··· SUPPLIED ENTRIES ···
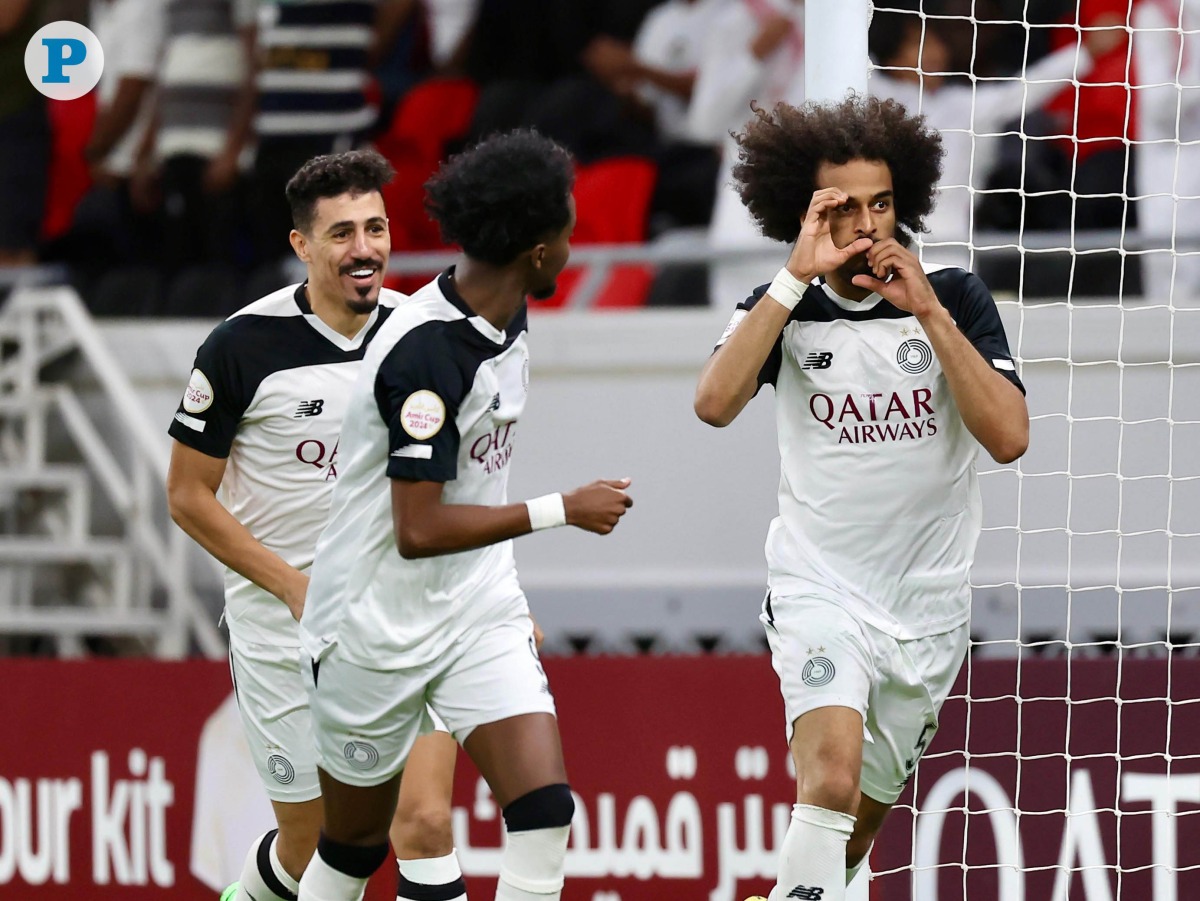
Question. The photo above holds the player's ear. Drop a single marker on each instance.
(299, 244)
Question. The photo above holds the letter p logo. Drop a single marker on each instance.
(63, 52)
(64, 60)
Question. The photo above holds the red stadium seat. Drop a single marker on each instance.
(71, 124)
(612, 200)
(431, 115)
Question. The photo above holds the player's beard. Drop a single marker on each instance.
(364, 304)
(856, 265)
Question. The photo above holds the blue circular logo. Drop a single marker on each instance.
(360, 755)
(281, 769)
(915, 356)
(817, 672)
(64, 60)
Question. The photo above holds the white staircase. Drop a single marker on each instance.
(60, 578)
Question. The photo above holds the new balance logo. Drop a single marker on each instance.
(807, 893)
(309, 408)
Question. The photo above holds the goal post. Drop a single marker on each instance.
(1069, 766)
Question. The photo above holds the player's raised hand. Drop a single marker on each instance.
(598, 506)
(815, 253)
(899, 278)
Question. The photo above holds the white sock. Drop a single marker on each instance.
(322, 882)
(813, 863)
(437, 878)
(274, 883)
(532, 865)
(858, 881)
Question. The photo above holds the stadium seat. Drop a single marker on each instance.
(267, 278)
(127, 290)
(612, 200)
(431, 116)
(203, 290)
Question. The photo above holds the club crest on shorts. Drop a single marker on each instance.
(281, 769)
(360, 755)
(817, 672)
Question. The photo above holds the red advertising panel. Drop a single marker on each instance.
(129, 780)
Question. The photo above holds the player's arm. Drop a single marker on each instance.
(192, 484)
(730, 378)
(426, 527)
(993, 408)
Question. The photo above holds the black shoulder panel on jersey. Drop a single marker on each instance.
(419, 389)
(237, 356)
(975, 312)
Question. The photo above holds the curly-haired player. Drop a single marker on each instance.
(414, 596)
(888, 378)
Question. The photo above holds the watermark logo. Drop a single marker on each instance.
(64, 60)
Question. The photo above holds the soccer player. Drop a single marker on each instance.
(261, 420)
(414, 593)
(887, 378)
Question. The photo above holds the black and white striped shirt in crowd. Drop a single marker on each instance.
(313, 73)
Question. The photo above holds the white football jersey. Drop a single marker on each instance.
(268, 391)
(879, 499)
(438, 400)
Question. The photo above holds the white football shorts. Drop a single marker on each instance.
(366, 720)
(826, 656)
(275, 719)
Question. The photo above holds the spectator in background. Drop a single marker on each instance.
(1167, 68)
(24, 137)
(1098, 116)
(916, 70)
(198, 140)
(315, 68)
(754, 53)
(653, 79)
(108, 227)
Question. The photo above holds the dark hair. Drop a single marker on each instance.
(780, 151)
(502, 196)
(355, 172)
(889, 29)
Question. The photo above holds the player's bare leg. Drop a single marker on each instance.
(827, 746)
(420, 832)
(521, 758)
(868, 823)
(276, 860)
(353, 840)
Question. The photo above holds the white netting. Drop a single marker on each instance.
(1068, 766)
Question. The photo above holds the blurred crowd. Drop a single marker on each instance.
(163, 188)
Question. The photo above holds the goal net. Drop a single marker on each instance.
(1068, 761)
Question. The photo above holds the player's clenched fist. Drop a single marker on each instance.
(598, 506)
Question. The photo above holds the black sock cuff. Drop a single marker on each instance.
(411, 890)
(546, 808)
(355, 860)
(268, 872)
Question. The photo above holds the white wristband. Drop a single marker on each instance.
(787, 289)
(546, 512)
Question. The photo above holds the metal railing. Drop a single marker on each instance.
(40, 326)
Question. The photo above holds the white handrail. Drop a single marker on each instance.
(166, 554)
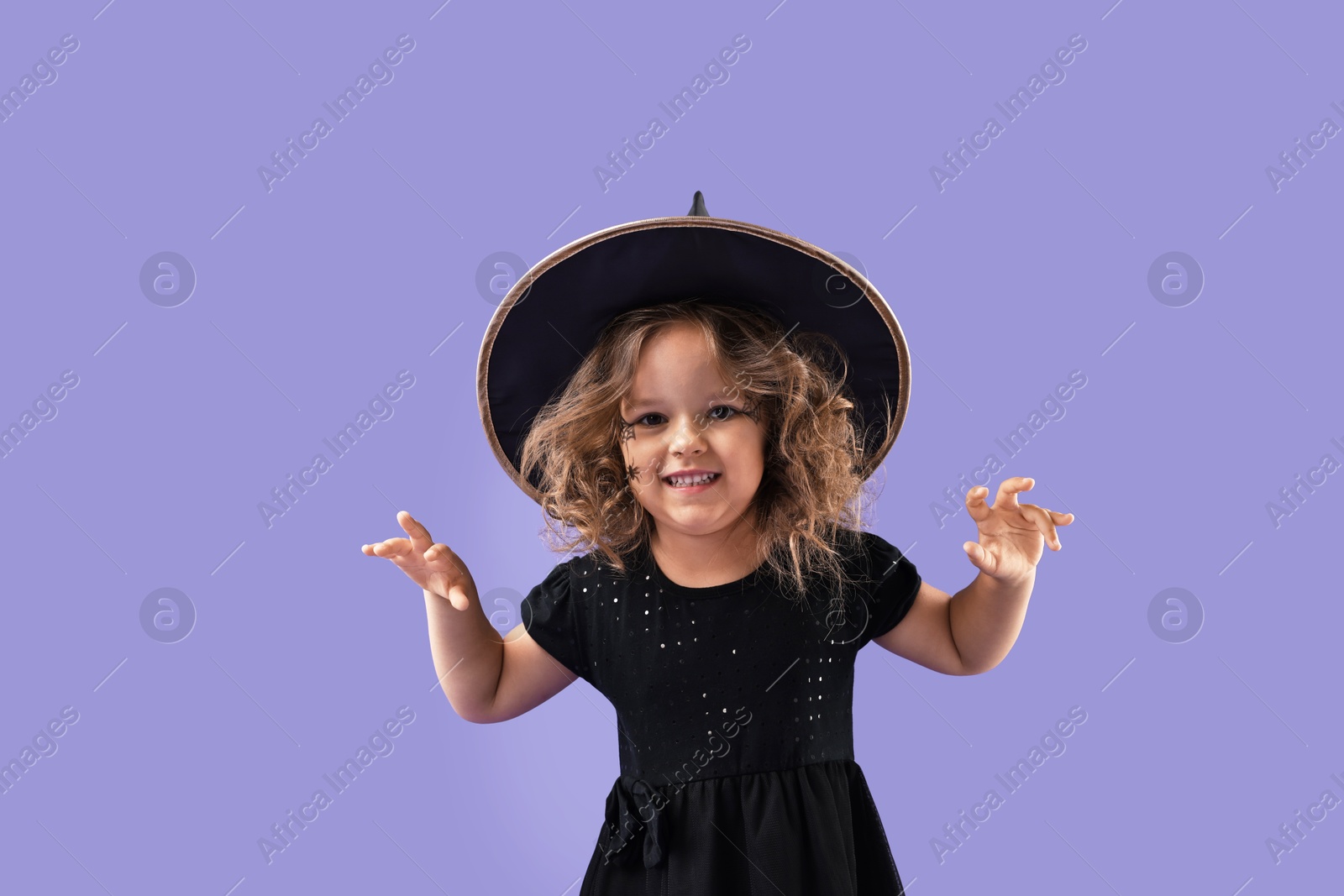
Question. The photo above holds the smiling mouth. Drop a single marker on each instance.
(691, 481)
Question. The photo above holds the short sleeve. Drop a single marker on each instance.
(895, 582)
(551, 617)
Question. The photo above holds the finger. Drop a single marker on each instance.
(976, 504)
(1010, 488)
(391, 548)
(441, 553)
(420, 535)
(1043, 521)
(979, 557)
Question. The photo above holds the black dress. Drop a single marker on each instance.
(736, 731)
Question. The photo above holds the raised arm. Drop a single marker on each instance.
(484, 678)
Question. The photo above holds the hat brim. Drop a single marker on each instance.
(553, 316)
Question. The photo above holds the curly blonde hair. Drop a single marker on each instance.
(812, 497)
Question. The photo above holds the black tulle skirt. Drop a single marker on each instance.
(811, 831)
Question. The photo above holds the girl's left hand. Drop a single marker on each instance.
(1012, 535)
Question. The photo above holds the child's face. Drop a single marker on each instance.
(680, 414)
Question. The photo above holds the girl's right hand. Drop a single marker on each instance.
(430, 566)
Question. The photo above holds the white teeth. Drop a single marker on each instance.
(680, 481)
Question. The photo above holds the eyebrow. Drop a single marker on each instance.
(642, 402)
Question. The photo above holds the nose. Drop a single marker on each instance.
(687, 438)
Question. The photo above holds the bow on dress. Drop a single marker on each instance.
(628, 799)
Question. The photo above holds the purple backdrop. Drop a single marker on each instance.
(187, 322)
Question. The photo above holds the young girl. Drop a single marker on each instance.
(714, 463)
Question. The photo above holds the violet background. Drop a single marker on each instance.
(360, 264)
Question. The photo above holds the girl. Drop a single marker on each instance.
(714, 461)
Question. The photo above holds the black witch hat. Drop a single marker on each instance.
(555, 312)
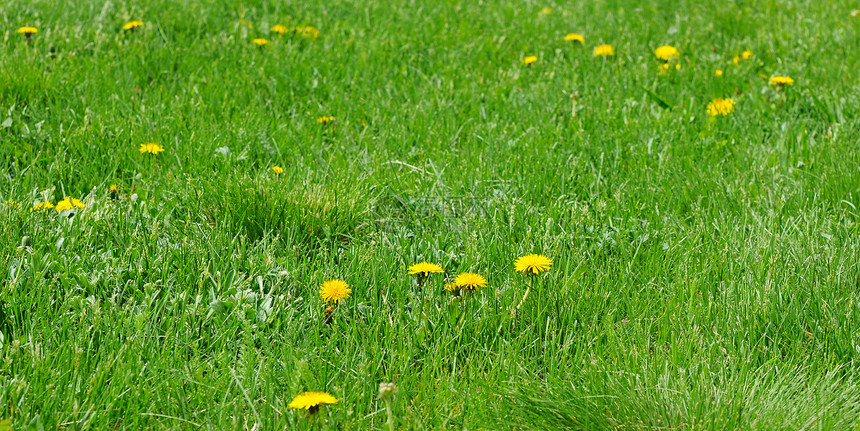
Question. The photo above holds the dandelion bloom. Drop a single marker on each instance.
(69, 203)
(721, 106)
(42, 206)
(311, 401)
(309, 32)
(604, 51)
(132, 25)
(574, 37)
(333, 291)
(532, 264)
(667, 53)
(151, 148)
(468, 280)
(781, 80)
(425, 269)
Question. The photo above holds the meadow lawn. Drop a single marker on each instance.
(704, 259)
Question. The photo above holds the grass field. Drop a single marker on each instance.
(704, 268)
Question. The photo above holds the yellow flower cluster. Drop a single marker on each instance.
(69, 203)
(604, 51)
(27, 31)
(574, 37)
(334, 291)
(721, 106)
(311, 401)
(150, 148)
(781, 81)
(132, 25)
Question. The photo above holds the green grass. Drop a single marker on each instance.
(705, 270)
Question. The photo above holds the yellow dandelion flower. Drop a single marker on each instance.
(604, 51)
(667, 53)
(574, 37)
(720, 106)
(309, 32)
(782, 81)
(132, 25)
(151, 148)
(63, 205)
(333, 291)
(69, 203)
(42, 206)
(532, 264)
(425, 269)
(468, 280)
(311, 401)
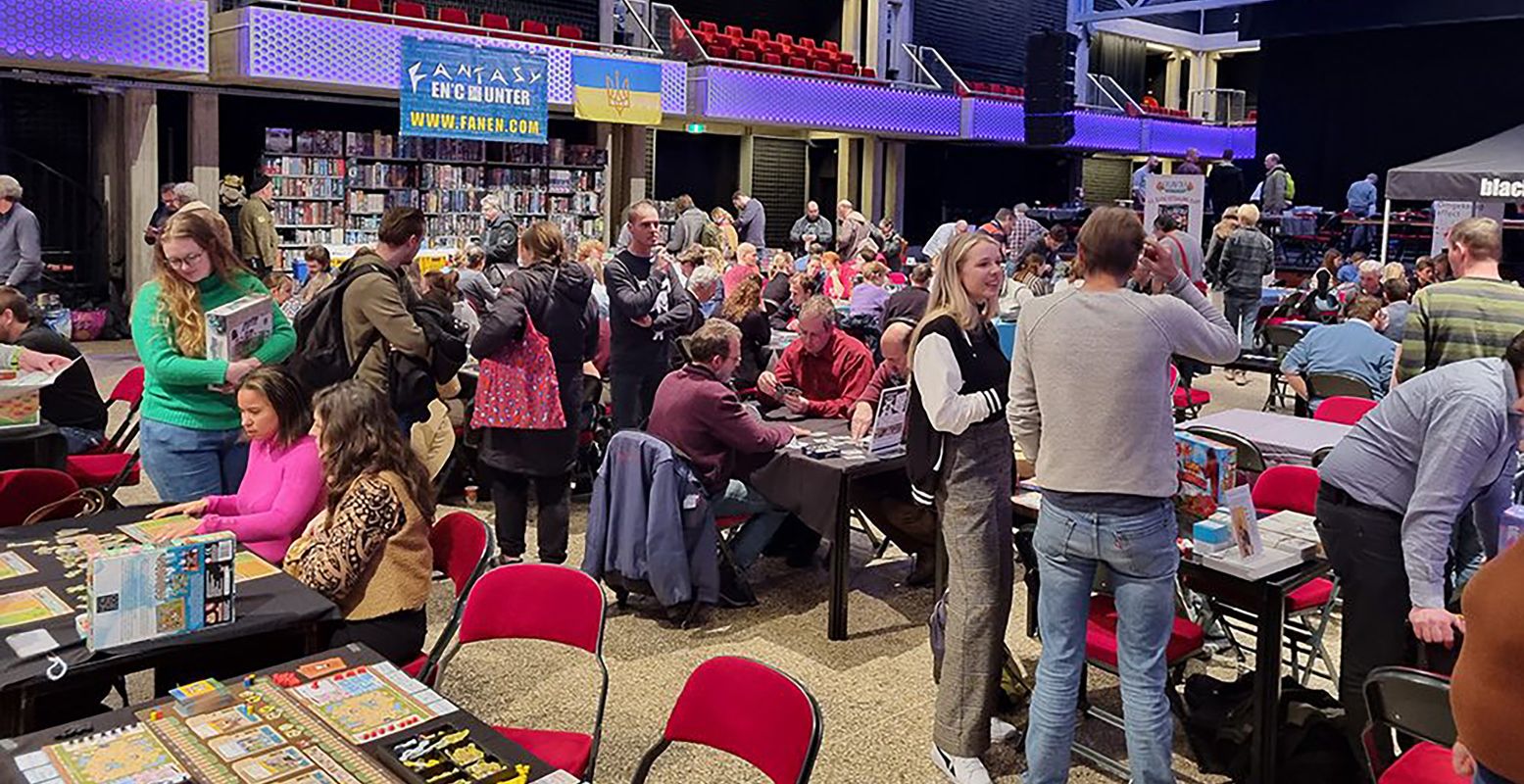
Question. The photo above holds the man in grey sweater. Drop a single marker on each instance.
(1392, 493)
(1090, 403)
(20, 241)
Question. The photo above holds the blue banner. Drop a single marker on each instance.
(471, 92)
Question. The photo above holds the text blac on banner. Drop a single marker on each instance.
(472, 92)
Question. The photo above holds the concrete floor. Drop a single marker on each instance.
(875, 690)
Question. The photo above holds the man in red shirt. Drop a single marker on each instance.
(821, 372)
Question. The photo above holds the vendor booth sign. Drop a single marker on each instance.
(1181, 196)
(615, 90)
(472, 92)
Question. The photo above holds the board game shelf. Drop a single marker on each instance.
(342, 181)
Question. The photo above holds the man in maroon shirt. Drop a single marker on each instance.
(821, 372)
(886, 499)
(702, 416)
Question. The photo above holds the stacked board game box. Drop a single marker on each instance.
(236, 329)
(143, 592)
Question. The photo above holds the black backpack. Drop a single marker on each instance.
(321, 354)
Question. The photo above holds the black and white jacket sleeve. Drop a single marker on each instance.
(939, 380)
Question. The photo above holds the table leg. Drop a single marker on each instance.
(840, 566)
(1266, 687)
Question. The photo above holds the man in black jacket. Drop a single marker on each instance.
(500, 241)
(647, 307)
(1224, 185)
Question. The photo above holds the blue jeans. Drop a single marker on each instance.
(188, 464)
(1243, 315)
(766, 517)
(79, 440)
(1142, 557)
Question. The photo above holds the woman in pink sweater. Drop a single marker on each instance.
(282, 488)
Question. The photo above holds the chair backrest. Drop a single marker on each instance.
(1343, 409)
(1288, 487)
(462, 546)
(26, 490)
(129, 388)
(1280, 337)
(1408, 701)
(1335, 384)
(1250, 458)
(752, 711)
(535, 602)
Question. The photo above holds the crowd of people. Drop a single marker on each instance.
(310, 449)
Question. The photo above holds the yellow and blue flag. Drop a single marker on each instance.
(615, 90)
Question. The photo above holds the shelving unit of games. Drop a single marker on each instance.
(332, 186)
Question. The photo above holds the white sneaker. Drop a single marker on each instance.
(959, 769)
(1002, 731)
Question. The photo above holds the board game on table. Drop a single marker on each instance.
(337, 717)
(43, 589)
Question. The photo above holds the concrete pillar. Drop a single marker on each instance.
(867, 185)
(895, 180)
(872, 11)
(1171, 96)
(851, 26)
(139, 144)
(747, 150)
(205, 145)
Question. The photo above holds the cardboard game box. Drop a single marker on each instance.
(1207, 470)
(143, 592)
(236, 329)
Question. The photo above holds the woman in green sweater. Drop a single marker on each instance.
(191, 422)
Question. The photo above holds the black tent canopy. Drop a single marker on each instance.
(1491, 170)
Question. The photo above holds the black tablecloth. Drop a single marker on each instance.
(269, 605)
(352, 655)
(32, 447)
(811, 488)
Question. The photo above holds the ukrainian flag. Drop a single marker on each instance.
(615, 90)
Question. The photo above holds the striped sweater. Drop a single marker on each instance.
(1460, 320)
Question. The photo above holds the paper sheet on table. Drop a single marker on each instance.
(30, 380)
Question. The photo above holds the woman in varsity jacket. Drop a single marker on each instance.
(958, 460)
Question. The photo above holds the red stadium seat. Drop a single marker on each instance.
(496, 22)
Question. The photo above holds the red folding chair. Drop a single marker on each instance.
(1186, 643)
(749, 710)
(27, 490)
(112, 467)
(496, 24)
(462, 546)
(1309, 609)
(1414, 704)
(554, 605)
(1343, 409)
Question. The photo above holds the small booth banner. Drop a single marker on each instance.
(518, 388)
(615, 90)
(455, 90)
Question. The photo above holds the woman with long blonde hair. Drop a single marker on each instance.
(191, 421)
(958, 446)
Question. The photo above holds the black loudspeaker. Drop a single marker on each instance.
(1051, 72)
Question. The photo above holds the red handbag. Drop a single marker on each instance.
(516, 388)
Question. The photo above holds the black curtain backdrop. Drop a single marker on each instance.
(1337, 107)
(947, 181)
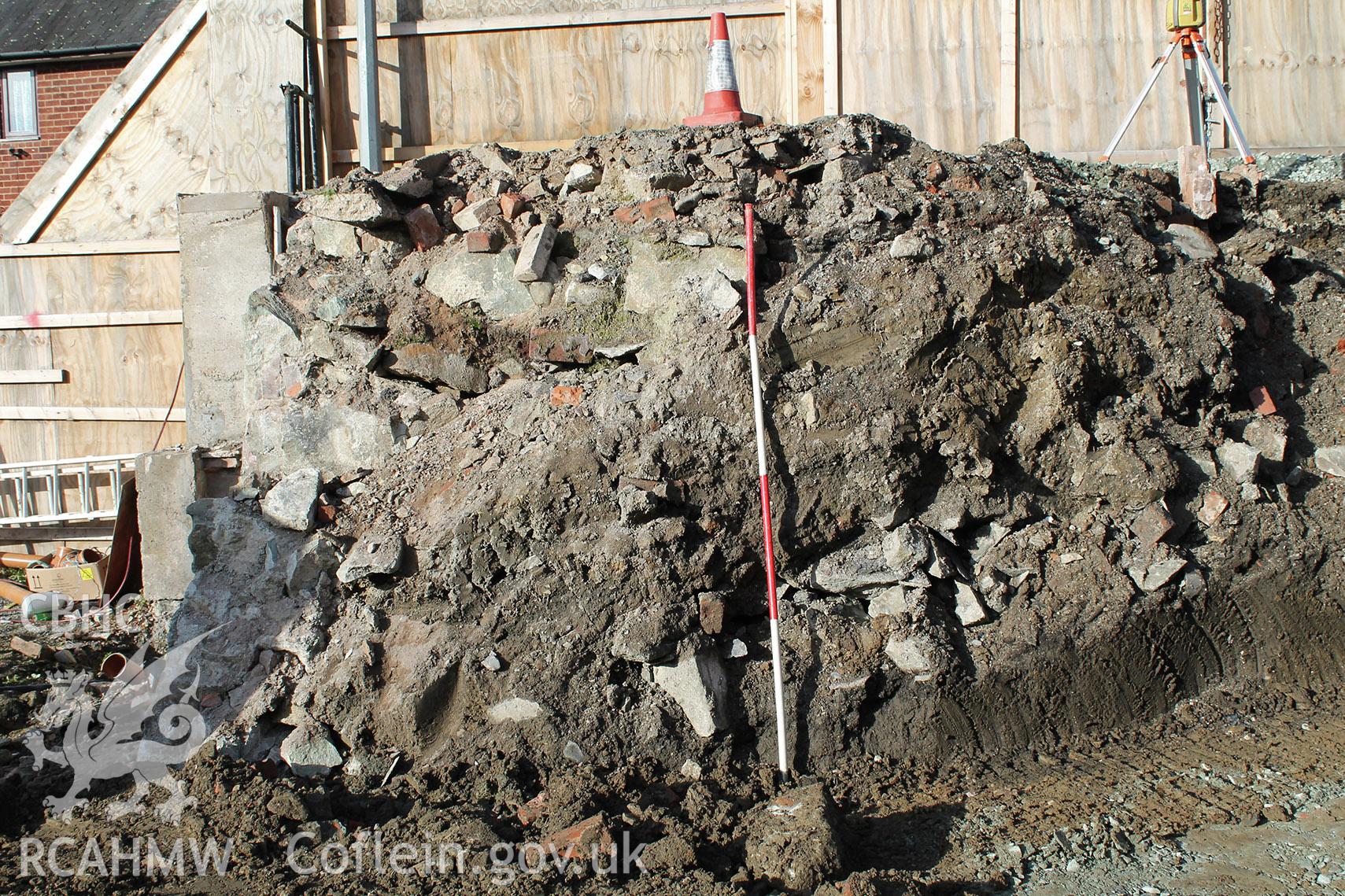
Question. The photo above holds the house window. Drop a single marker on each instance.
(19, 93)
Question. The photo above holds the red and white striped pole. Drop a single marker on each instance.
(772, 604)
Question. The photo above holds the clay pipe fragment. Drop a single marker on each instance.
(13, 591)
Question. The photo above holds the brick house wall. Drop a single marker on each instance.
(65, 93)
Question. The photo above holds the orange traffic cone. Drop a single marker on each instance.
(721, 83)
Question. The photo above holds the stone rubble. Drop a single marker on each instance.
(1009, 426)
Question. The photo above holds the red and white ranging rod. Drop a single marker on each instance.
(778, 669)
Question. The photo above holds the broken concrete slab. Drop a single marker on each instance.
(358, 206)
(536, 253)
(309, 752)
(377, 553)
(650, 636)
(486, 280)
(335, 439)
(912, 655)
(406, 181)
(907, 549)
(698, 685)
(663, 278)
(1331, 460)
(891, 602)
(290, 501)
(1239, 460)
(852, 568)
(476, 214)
···
# TASK BRIEF:
Starting at the line that contains "Question. The photo above holds the clay", copy each line exactly through the end of the listing above. Include that first line and the last one, and add nothing.

# SOLVED EXERCISE:
Question. The photo above holds the clay pipe fragment. Drop a single marker on each instance.
(13, 591)
Question. The photo above holds the brick house wall. Drop a single marker on each instance.
(65, 93)
Question. The photo above holds the orange traffic cone. Drop a single marker on each instance.
(721, 83)
Question. The photo above holds the stone rubble. Drop a single marker on each instance.
(1009, 426)
Question. The photo above holds the red and white ranging rod. Drop a single marker on each instance.
(778, 669)
Question. The photo above holds the broken concrete slab. Drop a single marker on each instance.
(358, 206)
(536, 253)
(309, 752)
(377, 553)
(650, 636)
(486, 280)
(335, 439)
(912, 655)
(406, 181)
(907, 549)
(698, 685)
(663, 278)
(1331, 460)
(891, 602)
(290, 501)
(1239, 460)
(852, 568)
(476, 214)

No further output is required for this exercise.